REQUIREMENTS
Return all of the data exactly as given.

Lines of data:

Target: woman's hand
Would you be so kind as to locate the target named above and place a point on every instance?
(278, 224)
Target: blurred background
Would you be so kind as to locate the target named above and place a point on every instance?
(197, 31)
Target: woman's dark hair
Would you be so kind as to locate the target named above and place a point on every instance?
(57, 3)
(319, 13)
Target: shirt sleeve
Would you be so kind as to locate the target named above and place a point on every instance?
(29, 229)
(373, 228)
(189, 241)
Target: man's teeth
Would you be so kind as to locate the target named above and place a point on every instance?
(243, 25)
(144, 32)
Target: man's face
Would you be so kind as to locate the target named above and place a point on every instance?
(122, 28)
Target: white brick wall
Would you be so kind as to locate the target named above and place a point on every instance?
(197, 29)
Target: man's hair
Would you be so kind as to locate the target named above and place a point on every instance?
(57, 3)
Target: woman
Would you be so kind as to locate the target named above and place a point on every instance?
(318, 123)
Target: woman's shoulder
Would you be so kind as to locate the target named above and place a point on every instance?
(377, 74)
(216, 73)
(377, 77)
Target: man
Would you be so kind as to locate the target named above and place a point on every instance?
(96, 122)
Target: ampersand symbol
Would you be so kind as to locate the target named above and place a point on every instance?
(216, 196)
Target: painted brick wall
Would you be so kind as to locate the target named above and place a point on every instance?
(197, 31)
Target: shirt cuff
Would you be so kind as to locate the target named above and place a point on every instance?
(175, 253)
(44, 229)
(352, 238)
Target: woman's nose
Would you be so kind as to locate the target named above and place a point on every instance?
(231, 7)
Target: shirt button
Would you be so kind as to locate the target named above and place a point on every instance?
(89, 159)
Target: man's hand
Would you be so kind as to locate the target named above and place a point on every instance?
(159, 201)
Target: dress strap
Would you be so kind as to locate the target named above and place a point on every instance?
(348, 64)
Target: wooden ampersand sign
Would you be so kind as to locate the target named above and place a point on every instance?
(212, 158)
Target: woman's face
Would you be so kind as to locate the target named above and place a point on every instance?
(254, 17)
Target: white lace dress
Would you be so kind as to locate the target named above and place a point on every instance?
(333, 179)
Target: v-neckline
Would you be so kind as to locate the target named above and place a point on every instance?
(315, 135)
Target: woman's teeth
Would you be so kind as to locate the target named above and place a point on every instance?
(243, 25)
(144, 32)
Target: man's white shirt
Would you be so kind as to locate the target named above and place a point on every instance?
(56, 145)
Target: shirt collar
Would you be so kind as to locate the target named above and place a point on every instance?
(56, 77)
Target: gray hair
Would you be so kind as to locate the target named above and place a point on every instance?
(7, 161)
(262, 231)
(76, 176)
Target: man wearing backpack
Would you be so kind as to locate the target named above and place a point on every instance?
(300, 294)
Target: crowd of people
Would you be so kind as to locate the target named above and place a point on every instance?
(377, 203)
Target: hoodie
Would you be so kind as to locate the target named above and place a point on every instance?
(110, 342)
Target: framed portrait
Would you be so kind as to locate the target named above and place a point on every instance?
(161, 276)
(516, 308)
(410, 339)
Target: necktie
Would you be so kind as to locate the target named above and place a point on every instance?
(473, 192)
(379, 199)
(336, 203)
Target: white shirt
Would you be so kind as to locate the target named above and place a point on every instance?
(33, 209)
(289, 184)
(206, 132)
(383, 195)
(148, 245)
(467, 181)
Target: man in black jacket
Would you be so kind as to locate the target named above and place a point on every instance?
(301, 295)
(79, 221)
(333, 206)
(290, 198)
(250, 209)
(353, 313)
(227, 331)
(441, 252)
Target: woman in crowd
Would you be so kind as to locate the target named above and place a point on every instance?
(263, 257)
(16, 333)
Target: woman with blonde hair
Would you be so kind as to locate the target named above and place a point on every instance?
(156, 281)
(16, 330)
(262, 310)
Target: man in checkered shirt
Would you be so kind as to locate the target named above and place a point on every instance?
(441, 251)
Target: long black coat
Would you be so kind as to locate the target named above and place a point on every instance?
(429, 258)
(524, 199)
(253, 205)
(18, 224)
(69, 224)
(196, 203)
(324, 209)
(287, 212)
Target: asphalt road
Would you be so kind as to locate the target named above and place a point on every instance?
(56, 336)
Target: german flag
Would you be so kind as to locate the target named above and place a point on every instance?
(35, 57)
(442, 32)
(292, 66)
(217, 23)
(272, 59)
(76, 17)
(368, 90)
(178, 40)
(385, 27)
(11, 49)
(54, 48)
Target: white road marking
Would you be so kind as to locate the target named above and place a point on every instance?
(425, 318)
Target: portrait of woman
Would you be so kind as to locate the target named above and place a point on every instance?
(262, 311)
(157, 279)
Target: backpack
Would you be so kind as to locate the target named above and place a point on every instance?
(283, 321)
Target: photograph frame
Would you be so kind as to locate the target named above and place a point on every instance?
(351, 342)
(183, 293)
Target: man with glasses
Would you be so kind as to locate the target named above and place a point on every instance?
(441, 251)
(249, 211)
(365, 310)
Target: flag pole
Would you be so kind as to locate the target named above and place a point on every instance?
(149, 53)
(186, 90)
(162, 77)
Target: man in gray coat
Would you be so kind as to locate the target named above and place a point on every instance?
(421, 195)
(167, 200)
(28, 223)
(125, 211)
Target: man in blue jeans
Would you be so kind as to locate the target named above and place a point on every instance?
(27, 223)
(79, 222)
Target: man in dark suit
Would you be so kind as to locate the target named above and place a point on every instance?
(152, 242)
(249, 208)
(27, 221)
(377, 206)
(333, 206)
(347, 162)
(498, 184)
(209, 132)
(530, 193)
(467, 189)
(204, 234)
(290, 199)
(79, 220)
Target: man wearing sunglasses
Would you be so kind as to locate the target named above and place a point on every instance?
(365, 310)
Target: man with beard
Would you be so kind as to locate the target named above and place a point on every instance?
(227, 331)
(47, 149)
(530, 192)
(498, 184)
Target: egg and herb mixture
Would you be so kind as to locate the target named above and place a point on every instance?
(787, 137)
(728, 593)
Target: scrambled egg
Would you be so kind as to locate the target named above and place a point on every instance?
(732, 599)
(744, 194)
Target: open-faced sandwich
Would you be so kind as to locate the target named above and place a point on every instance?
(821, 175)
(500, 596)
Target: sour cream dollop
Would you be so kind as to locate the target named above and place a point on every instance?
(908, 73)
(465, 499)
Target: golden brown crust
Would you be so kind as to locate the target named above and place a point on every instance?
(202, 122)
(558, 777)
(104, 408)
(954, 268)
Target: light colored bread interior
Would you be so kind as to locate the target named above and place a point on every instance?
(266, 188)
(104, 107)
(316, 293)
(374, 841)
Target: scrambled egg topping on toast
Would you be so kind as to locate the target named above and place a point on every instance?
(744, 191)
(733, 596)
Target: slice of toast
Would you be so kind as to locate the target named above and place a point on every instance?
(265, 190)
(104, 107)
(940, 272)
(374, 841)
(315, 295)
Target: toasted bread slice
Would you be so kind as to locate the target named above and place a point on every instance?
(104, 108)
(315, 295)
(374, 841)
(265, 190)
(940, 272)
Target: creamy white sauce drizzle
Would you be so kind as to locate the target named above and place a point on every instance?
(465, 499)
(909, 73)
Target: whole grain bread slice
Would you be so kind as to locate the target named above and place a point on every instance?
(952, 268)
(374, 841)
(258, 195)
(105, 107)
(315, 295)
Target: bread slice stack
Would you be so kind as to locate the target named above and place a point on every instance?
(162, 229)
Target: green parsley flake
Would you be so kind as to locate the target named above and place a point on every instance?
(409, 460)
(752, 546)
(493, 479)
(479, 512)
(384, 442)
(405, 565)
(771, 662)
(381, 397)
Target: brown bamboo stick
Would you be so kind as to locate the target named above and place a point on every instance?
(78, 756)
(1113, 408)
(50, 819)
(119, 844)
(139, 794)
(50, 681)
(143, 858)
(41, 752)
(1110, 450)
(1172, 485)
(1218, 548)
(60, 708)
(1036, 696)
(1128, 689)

FINISHED EXERCISE
Target: woman's hand
Would you be so kind as to locate the target named above and place a point on every instance?
(278, 224)
Target: blurred background
Would you be so kind as to locate the target named above and place a point on every instance?
(197, 31)
Target: woman's dark hair
Would you be so kind as to locate the target named above and place a point on every instance?
(57, 3)
(319, 13)
Target: shirt sleeve
Would you be so kind as to locate the target named above and place a point on every instance?
(29, 229)
(373, 228)
(189, 241)
Target: man's teeth
Would you be so kind as to locate the target named above and place a point on every instance?
(243, 25)
(144, 32)
Target: man's face
Would you be so kind as to locate the target named above and place a point on every instance?
(122, 28)
Target: white brick wall
Would you be so kind as to locate the target named above and place a point on every instance?
(197, 29)
Target: man's hair
Would you be so kind as to locate the target named above and place a point on every instance?
(57, 3)
Target: woman
Would you be so kind as to locate the target named above and place a point on every instance?
(318, 123)
Target: woman's shoulder
Would you be so kind as to locate the target named above and place a point on every instance?
(377, 74)
(216, 73)
(377, 77)
Target: man
Would you be so kind as to locate the target named above and place a point on every instance?
(96, 122)
Target: ampersand symbol
Would you be so kind as to locate the target named above and place a point on every instance?
(216, 196)
Target: painted brick wall
Would you be so kind as to locate the target named above and place a point on every instance?
(197, 31)
Target: shirt cuff
Would you be so kind as to locate the target named above and place a point on every instance?
(175, 253)
(44, 229)
(352, 238)
Target: woman's nose
Would you be so kind as to locate the target named above and place a point on every instance?
(231, 7)
Target: shirt button
Would you be so kind as to locate the target named above and place a point on every instance?
(89, 159)
Target: man's hand
Would you be so kind as to locate the target named above and place a point on every instance?
(159, 201)
Target: dress strap
Would you be so kind as to locate the target named above and place a point on every instance?
(348, 64)
Target: wooden ampersand sign
Would you be so kind as to locate the target named above and place a point on every instance?
(212, 158)
Target: woman's face
Would you be so kind as to locate the target named above and place a point on every instance?
(254, 17)
Target: white lace dress
Would you be so kind as to locate the target named above and place a point on every instance?
(333, 179)
Target: v-neckline
Would you be so kind as to locate the target named above and place a point on every instance?
(315, 135)
Target: woman's teeth
Would you be so kind as to locate the target named above and place a point on every instance?
(243, 25)
(144, 32)
Target: man's white shirt
Would you be so kind as to locate the target named above and place a point on every instance?
(56, 145)
Target: shirt collar
Would you be so kind as to locate the target named above and place a point on every instance?
(56, 77)
Target: gray hair
Would you be so kind as to locate the target named above and place a point on every instance?
(7, 161)
(262, 231)
(76, 176)
Target: man wearing backpack
Would you be so kind as to locate the target named above and place a point on every instance?
(300, 294)
Target: crowd of people
Would you be so kind as to locate the target named above and place a point on every instance?
(377, 203)
Target: hoodie
Would you be so kind as to locate the target named above and place a point on every instance?
(110, 342)
Target: framed portrait
Would you be so kind as to locate the target named above and place a point on every instance?
(161, 276)
(516, 308)
(410, 339)
Target: necktie
Would you be so kind as to locate the target named above and place a point on every instance?
(473, 192)
(379, 199)
(336, 203)
Target: white shirt
Would you be so kind as to locate the target named above and place a point on every instance?
(33, 209)
(289, 184)
(206, 132)
(383, 195)
(148, 245)
(467, 181)
Target: man in black jacket
Would you be so kind as to locate the target named above and place a point on every instance?
(301, 295)
(79, 221)
(333, 206)
(290, 198)
(250, 209)
(353, 313)
(227, 331)
(441, 252)
Target: woman in crowd
Would you be so kind as to locate the target named above and place a point on every instance?
(263, 257)
(16, 333)
Target: woman with blonde hair
Would you be so kind as to locate the target named above and place a point on every instance?
(156, 281)
(16, 330)
(262, 310)
Target: man in checkered shirt
Would you be so kind as to locate the target named above and place a point on every instance?
(441, 251)
Target: long black coat
Would you be so kind as to locate the target named above and place a point on every instance?
(429, 258)
(524, 199)
(253, 205)
(18, 224)
(69, 224)
(196, 203)
(324, 209)
(287, 212)
Target: asphalt road
Would you be so kind as to locate the target named above and place a point on every instance?
(56, 336)
Target: german flag
Would you be so kind as to locate the target named above and place a point on every instance?
(35, 57)
(442, 32)
(292, 66)
(217, 23)
(272, 59)
(76, 17)
(368, 90)
(178, 40)
(385, 27)
(11, 49)
(54, 48)
Target: white road marking
Would you be so kind as to locate the target named above and place a point on every instance?
(425, 318)
Target: portrait of woman
Would you be so kind as to locate the target named above and place a point on every instance?
(262, 311)
(157, 279)
Target: backpack
Would you be so kind as to locate the target named above and place a point on every instance?
(283, 321)
Target: photograph frame
Would you be so kind as to locate the target named above and place a point on every instance?
(351, 342)
(183, 293)
Target: man with glasses
Would you be so kind as to locate the target named above and place a point on every instance?
(441, 251)
(249, 211)
(365, 310)
Target: flag pole
Would you be so kind as to locate the target named above and place a point on every instance?
(149, 53)
(186, 90)
(162, 77)
Target: man in gray coat
Would you be so kind as to locate the target named above and place a point on every instance?
(421, 195)
(167, 200)
(28, 223)
(125, 211)
Target: man in blue jeans
Would you be so kind as to locate the target named above and place a point on every instance?
(27, 223)
(79, 222)
Target: man in dark suit
Would you be so kind as to locate the target named above and place a point on every instance?
(152, 242)
(249, 208)
(27, 221)
(377, 206)
(333, 206)
(347, 162)
(498, 184)
(209, 132)
(530, 193)
(467, 189)
(204, 234)
(290, 199)
(79, 220)
Target: man wearing sunglasses
Would you be so kind as to locate the target named above and place a point on every instance?
(365, 310)
Target: man with beard
Would you be so kind as to locate the target named above and place a point on every instance?
(227, 331)
(47, 149)
(530, 192)
(498, 184)
Target: egg and herb mixture
Would you be so kind as to locate the target named above and place a point on every instance?
(787, 137)
(728, 593)
Target: scrambled egg
Would you be so kind as to locate the target named above and place a point on every instance?
(732, 599)
(744, 194)
Target: open-faced sandwich
Would you be so kind as to locate the target named above and place a point on every instance?
(821, 175)
(500, 596)
Target: sour cream dollop
Would you be so kind as to locate the target named above and place a point on every instance?
(908, 73)
(465, 499)
Target: golden brown crust
Would you be so kind as to locate the target named above and place a point on every instance?
(202, 122)
(558, 777)
(104, 408)
(954, 268)
Target: light colored bread interior
Would you be so kind as to locate the target named above and place a point on every instance?
(266, 188)
(104, 107)
(316, 293)
(374, 841)
Target: scrambled egg topping on toast
Would you be so kind as to locate the target named above and place a point on every instance?
(744, 191)
(733, 596)
Target: slice of toast
Would you be so kind as to locate the target named above and place a point on every instance?
(265, 190)
(104, 107)
(940, 272)
(374, 841)
(315, 295)
Target: toasted bread slice
Would you be so kind as to locate the target named above and place a point on every instance?
(104, 108)
(315, 295)
(374, 841)
(265, 190)
(940, 272)
Target: creamy white sauce drizzle
Would you be so kind as to locate the target named above and place a point on every instance?
(465, 499)
(909, 73)
Target: whole grain bread slice
Would you be so kind as to locate the target named above and place a point on every instance?
(952, 268)
(374, 841)
(258, 195)
(105, 107)
(315, 295)
Target: bread slice stack
Would you be so kind as to locate the target named above and place a point on every instance?
(162, 229)
Target: green parsley flake
Would you be so kind as to locate the target named above and place a point on every instance?
(409, 460)
(752, 546)
(493, 479)
(479, 512)
(384, 442)
(405, 565)
(771, 662)
(381, 397)
Target: brown bamboo stick
Would you be so kind as to locate the target named above and place a point on every instance?
(78, 756)
(1113, 408)
(50, 819)
(119, 844)
(139, 794)
(50, 681)
(143, 858)
(41, 752)
(1110, 450)
(1172, 485)
(1218, 548)
(60, 708)
(1036, 696)
(1128, 689)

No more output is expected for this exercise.